THE PROBLEM
All of the entries need to be written out again, exactly as they are.

Items from a data source
☆ ☆ ☆

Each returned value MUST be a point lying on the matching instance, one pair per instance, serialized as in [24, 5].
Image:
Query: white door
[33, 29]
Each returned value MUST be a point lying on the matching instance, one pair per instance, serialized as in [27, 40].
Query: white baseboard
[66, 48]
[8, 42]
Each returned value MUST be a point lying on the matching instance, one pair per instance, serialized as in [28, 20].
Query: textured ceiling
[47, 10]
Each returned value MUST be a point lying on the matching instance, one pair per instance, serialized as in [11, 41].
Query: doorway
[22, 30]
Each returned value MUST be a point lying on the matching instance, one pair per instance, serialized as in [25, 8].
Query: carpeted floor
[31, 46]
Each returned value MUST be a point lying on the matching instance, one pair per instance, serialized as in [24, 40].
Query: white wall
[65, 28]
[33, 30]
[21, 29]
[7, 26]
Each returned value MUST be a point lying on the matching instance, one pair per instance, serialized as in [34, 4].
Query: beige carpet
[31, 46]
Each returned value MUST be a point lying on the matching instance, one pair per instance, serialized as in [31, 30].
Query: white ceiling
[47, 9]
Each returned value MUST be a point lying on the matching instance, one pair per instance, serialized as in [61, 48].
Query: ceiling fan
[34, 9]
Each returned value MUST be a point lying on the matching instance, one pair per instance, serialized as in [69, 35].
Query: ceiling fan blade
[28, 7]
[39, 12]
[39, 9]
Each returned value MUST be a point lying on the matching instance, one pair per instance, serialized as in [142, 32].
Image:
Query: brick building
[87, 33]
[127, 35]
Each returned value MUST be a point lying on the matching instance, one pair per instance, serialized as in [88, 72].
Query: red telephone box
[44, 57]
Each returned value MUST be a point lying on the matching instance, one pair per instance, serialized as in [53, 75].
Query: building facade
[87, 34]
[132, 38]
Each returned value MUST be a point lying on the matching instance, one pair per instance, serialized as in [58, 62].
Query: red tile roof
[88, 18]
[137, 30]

☆ ☆ ☆

WORKED SOLUTION
Each returned value MUST be a point lying on the matching instance, one pair per instance, serialized as in [24, 5].
Image:
Query: white door
[33, 29]
Each returned value MUST be a point lying on the matching instance, one pair per instance, serialized as in [27, 40].
Query: white baseboard
[66, 48]
[8, 42]
Each returned value MUST be a point lying on the matching instance, one pair per instance, serialized as in [28, 20].
Query: textured ceiling
[47, 10]
Each returned value MUST be a point lying on the matching instance, one pair per instance, serialized as in [11, 41].
Query: doorway
[22, 30]
Each returned value MUST be a point lying on the matching instance, one pair per instance, serialized as in [25, 8].
Query: carpeted floor
[31, 46]
Each returned value MUST be a point lying on the matching instance, one pair per instance, serialized as in [24, 40].
Query: white wall
[65, 28]
[33, 30]
[21, 29]
[7, 26]
Each returned value MUST be a point lying on the matching instance, one pair per instance, serialized as in [34, 4].
Query: beige carpet
[31, 46]
Each returned value MUST be a point lying on the matching instance, one pair per instance, serialized as in [31, 30].
Query: white ceiling
[47, 9]
Each returned value MUST be a point lying on the matching instance, one pair per instance, serialized as in [61, 48].
Query: ceiling fan
[34, 9]
Each returned value MUST be a point lying on the matching instance, one pair per instance, serialized as in [69, 35].
Query: ceiling fan blade
[28, 7]
[39, 12]
[39, 9]
Each returned value MUST be a point lying on the matching instance, one pair per instance, serialized as in [142, 32].
Image:
Query: brick building
[87, 33]
[127, 35]
Each returned value MUST be a point lying on the matching instance, one pair per instance, serialized as in [88, 72].
Query: red telephone box
[44, 57]
Each returned value MUST be a point lying on the matching instance, one pair per instance, serialized as in [53, 75].
Query: building facade
[87, 34]
[132, 38]
Each returned value MUST be a point lying on the matching instance, one pair per instance, serialized as in [58, 62].
Query: red tile roof
[88, 18]
[137, 30]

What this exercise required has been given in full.